> _REQUIRED WORK_: Write out the stretch of lines from the one containing "point: the hazy sky, one" through the end, both ends included, copying each line exactly.

> _STORED DATA_:
* * *

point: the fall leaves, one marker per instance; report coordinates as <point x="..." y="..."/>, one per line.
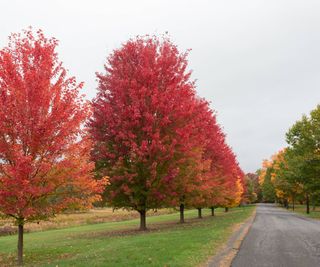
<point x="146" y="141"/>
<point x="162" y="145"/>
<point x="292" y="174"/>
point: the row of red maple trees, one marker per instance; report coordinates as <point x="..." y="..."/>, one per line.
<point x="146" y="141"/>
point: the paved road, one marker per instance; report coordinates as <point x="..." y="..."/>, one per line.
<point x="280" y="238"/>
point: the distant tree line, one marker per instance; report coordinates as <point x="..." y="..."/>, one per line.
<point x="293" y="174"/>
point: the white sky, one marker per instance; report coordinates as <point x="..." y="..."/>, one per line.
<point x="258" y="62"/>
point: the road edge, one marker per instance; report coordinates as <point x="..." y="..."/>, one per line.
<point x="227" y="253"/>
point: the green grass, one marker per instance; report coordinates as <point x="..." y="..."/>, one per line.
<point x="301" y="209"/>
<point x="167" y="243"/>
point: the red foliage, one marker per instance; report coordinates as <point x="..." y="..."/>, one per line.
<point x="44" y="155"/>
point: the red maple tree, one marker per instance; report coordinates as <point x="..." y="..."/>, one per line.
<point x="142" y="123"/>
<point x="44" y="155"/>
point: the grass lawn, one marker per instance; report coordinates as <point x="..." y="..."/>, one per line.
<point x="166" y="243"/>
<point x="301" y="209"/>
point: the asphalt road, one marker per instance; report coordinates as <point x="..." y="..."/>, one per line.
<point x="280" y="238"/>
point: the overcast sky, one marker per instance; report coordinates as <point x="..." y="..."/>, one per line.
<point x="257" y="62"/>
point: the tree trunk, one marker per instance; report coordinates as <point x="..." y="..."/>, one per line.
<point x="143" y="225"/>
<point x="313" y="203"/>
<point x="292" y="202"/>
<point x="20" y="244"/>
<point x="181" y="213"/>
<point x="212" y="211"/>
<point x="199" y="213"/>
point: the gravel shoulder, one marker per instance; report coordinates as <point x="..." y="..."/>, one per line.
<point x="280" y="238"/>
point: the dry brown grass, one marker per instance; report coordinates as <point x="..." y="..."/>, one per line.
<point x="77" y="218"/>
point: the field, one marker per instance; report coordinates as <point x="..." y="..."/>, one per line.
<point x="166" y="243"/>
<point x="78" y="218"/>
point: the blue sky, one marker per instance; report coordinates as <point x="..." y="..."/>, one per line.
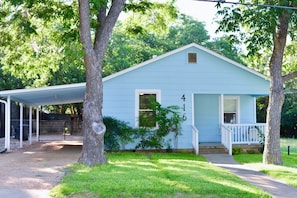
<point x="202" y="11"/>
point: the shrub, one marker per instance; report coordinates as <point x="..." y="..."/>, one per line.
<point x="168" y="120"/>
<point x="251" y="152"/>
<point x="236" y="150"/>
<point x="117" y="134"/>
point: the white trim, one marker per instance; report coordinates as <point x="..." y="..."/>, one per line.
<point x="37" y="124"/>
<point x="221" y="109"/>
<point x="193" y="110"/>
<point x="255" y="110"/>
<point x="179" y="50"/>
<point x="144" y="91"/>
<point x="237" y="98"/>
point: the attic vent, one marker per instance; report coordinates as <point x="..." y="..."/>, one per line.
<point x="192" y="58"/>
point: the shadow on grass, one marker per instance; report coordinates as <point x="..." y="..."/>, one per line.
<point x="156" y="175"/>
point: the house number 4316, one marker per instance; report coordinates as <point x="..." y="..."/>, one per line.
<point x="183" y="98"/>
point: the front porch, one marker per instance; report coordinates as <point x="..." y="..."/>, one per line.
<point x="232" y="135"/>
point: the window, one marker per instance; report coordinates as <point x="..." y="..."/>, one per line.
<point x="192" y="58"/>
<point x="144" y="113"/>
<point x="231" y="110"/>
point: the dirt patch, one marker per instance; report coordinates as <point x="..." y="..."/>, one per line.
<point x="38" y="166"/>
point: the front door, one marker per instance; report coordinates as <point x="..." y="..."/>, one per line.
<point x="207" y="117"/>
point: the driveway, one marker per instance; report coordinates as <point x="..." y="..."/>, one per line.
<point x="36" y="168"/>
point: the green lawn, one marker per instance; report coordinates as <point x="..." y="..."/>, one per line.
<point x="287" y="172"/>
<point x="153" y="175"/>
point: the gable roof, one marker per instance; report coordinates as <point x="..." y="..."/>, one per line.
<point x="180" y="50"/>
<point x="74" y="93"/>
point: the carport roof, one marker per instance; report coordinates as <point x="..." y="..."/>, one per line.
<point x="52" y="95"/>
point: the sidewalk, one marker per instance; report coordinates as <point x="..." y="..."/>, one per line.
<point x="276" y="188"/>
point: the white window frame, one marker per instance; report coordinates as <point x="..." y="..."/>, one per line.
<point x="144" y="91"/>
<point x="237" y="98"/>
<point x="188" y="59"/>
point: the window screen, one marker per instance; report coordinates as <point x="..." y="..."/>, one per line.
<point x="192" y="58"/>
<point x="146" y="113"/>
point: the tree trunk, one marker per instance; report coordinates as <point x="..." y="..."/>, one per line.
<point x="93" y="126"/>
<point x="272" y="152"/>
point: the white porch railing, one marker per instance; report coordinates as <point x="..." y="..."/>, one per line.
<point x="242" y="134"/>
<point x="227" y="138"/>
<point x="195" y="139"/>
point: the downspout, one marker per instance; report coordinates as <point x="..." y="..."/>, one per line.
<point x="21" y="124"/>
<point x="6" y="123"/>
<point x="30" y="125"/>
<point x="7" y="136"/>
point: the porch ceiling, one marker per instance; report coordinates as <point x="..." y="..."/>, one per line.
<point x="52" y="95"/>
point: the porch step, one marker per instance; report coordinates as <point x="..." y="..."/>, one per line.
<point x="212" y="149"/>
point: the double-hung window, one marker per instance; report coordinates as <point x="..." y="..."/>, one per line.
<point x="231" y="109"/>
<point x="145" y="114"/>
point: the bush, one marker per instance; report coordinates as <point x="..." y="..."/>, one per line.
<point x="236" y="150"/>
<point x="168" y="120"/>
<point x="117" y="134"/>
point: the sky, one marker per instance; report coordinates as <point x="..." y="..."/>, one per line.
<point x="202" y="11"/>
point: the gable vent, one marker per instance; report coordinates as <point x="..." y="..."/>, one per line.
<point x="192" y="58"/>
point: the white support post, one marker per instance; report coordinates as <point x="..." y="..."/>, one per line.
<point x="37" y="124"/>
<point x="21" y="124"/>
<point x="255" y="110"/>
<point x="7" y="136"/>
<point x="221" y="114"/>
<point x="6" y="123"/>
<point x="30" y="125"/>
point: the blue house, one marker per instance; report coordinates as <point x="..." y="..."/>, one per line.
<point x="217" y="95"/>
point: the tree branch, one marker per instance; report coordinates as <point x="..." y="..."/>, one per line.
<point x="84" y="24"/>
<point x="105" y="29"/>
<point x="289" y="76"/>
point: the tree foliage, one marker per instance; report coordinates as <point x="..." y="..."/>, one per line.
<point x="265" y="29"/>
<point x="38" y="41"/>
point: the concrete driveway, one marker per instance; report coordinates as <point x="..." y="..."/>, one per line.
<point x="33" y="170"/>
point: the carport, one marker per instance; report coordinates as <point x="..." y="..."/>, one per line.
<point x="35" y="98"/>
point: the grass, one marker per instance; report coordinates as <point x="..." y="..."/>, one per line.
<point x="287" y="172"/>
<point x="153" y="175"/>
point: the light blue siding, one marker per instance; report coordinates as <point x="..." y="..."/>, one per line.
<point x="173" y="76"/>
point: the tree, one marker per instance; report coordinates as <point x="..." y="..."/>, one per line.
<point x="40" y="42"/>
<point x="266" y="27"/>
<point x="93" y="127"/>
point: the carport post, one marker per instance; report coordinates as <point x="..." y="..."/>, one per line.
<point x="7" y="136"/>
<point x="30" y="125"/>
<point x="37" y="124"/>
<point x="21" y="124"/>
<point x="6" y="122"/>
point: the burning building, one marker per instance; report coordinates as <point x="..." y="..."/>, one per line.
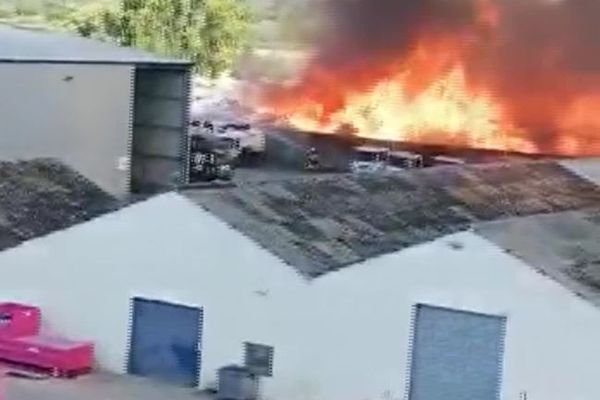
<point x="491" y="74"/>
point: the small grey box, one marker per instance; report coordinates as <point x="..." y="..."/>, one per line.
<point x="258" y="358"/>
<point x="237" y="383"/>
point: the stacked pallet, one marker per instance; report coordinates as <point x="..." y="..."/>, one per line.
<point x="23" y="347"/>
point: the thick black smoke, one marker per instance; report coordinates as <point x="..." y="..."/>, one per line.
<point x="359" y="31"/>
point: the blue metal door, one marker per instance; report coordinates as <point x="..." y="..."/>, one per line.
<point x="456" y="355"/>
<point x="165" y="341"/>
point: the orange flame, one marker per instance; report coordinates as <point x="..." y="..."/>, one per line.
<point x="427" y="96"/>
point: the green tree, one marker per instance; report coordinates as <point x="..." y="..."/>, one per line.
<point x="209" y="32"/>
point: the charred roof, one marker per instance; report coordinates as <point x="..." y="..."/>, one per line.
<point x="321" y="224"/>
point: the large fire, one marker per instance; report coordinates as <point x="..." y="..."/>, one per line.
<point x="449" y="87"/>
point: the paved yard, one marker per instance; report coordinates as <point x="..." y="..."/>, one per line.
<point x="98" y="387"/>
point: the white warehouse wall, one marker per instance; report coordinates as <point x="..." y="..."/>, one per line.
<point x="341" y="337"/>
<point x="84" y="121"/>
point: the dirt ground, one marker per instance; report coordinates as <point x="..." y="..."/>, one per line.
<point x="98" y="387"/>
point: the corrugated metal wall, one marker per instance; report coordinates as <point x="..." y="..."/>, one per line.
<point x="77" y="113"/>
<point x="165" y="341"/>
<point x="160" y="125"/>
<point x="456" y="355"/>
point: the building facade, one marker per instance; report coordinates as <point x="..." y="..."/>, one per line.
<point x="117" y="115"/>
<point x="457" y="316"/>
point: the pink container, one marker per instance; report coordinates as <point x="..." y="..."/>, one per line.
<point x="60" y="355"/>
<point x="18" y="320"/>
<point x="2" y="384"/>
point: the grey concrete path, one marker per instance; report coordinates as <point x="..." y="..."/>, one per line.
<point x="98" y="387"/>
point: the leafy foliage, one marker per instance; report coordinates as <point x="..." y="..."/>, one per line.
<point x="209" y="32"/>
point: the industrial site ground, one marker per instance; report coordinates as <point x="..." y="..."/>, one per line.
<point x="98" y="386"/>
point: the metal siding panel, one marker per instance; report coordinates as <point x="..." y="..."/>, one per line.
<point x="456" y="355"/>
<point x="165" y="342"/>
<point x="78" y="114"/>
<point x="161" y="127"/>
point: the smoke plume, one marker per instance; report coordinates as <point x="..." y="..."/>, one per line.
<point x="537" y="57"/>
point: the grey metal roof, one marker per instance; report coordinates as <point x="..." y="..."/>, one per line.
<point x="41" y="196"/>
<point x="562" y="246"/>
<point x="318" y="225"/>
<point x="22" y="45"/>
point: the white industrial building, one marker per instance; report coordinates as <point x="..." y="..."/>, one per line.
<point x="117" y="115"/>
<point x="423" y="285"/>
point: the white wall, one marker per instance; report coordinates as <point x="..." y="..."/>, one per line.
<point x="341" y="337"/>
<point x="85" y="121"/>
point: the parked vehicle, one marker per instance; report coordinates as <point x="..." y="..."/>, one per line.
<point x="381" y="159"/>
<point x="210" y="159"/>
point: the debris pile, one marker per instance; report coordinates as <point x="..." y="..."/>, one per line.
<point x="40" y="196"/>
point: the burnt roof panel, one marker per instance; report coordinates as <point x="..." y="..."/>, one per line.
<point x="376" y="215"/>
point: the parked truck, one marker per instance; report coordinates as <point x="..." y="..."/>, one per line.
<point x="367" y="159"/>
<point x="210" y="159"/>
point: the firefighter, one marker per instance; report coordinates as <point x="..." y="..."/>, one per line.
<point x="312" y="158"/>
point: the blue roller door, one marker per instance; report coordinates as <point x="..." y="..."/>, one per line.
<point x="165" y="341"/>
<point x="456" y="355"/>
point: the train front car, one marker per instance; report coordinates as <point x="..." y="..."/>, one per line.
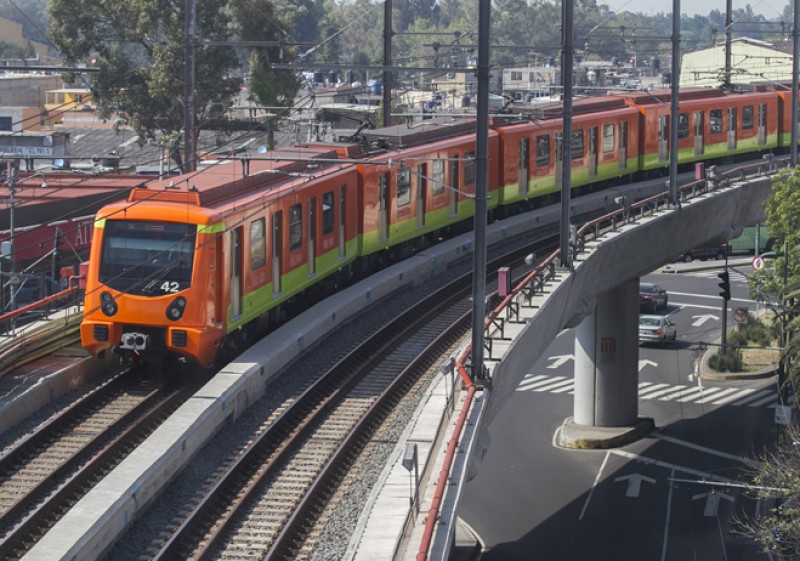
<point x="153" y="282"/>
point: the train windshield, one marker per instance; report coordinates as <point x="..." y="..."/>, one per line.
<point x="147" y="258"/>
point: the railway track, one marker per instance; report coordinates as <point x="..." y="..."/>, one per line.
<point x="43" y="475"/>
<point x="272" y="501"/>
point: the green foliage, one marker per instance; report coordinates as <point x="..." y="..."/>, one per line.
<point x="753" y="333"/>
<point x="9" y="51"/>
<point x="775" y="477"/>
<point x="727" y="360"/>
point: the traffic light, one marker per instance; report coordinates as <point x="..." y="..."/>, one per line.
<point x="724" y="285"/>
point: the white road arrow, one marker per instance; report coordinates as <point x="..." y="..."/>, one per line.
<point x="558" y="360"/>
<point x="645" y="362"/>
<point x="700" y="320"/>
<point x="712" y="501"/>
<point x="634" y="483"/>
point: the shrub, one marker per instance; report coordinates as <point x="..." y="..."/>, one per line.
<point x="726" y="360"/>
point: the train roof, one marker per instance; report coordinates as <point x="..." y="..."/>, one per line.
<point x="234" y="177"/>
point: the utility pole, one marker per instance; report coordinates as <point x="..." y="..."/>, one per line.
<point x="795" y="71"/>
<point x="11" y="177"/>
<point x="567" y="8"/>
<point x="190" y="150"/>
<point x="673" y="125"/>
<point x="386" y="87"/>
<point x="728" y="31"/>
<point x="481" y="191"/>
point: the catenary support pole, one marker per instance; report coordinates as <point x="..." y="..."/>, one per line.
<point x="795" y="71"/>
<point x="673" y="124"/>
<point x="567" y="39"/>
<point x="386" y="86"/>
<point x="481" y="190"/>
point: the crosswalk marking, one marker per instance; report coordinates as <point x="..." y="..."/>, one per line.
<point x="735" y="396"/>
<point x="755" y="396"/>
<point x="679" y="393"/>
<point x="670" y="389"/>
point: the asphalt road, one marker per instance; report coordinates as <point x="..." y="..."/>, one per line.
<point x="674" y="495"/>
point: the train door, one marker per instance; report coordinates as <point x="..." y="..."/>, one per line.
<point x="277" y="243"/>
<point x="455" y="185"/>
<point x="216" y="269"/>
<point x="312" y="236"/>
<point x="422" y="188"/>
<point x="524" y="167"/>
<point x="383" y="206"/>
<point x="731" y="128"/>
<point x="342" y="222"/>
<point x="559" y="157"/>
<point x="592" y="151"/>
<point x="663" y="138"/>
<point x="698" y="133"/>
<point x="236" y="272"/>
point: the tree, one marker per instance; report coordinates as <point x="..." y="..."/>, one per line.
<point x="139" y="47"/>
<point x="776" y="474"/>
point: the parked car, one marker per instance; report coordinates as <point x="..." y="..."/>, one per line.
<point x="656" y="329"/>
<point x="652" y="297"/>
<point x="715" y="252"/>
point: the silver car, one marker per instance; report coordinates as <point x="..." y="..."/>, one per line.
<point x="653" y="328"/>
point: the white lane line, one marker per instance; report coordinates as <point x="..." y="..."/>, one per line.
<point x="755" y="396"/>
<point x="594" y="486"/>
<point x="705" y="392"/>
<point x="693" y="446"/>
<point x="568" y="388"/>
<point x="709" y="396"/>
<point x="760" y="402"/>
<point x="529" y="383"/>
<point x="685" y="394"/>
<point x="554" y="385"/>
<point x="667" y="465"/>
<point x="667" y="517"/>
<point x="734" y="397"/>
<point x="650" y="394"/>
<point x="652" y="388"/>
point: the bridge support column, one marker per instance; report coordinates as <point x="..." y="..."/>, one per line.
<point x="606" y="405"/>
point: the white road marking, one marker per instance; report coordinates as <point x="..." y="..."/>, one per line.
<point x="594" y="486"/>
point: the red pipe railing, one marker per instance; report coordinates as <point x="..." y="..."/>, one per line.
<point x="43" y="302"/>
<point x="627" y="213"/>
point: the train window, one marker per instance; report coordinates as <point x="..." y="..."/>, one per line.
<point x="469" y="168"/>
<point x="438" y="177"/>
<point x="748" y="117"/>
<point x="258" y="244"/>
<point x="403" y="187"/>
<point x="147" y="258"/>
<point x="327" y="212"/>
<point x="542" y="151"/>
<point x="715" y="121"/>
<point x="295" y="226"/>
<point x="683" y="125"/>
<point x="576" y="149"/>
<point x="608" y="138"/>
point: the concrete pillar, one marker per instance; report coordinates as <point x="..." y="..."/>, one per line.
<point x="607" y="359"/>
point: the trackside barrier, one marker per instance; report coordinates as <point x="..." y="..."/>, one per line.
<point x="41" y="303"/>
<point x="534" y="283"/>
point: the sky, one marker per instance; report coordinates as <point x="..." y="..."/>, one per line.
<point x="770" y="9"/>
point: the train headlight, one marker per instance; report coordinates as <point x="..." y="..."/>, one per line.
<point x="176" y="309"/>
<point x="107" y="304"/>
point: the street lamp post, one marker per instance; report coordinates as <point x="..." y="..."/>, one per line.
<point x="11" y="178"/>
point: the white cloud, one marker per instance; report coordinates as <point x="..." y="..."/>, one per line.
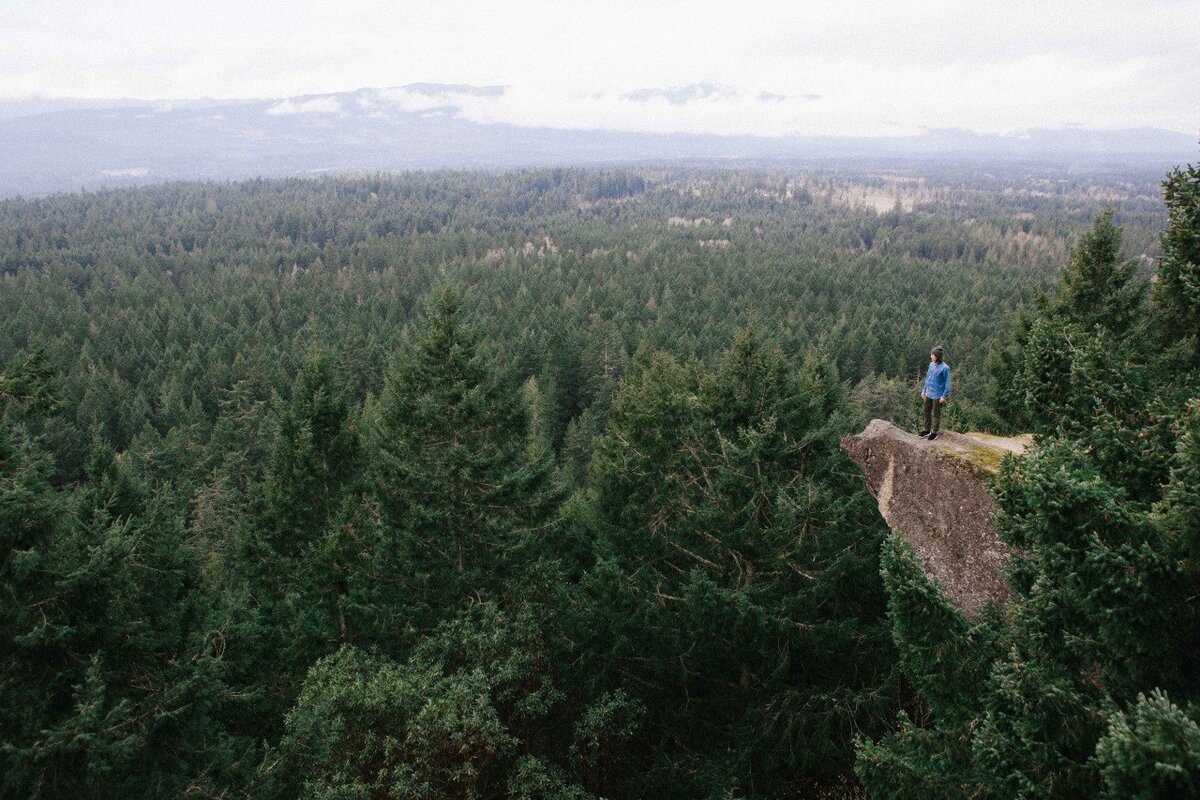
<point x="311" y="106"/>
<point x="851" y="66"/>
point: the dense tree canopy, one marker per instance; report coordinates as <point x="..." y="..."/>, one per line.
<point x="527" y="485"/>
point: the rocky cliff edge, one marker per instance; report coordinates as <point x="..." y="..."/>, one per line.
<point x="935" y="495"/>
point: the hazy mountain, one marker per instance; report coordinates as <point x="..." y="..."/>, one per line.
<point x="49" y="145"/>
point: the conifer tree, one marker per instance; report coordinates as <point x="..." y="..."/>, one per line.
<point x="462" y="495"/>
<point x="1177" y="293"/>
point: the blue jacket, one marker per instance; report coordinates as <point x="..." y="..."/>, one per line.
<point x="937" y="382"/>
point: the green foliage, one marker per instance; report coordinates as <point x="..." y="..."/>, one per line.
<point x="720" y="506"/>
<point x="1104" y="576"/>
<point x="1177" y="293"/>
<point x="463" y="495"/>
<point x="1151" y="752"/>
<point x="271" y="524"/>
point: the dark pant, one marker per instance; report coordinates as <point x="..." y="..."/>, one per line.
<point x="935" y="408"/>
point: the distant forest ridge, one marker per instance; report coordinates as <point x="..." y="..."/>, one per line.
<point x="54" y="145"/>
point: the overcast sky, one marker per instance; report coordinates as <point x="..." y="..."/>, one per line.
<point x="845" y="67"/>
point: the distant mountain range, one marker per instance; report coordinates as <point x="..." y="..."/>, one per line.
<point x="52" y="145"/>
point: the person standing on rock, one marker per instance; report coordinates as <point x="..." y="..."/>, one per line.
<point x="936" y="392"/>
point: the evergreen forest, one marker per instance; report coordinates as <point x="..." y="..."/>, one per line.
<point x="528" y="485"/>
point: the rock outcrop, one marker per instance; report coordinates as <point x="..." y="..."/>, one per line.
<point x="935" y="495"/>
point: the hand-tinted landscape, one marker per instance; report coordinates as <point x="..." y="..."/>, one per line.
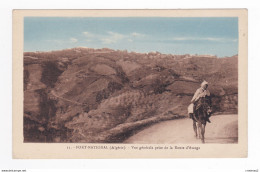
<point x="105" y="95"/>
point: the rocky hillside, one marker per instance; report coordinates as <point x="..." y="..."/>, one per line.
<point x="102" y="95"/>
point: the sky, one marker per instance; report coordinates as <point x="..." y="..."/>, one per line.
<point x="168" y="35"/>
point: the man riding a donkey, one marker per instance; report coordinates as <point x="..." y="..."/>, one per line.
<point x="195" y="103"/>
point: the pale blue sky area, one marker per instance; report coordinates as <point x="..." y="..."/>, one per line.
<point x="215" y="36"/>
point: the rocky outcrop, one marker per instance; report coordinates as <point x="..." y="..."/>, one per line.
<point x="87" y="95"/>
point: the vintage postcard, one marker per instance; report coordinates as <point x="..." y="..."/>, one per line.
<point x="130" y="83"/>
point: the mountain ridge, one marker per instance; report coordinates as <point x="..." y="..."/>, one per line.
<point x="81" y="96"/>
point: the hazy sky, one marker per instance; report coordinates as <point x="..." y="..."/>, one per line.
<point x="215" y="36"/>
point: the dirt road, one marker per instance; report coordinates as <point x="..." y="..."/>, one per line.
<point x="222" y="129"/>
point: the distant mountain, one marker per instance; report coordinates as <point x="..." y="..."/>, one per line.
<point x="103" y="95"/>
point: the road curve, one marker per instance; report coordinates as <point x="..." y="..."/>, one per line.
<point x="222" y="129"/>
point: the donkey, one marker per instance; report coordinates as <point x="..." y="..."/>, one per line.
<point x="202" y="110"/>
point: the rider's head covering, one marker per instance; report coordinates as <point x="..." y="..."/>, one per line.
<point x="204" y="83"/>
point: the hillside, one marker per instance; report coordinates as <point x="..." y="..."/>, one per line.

* * *

> _ANSWER IN FULL_:
point: the hazy sky, one marker per instance; report coordinates as <point x="..." y="..."/>, one per line.
<point x="215" y="36"/>
point: the dirt road, one marker per instance; report coordinates as <point x="..." y="..."/>, one per line.
<point x="222" y="129"/>
point: the distant mountain, one marker per instance; report coordinates as <point x="..." y="..."/>, one per line.
<point x="103" y="95"/>
point: the road curve, one marker per instance; report coordinates as <point x="..." y="..."/>, one per line.
<point x="222" y="129"/>
point: the donkey, one marker per instance; report coordinates as <point x="..." y="..."/>, one per line.
<point x="202" y="110"/>
point: the rider's head covering, one marker per instance; report coordinates as <point x="..." y="..."/>, one per line.
<point x="204" y="83"/>
point: the hillside, one marker per instance; report coordinates as <point x="..." y="..."/>, one per line.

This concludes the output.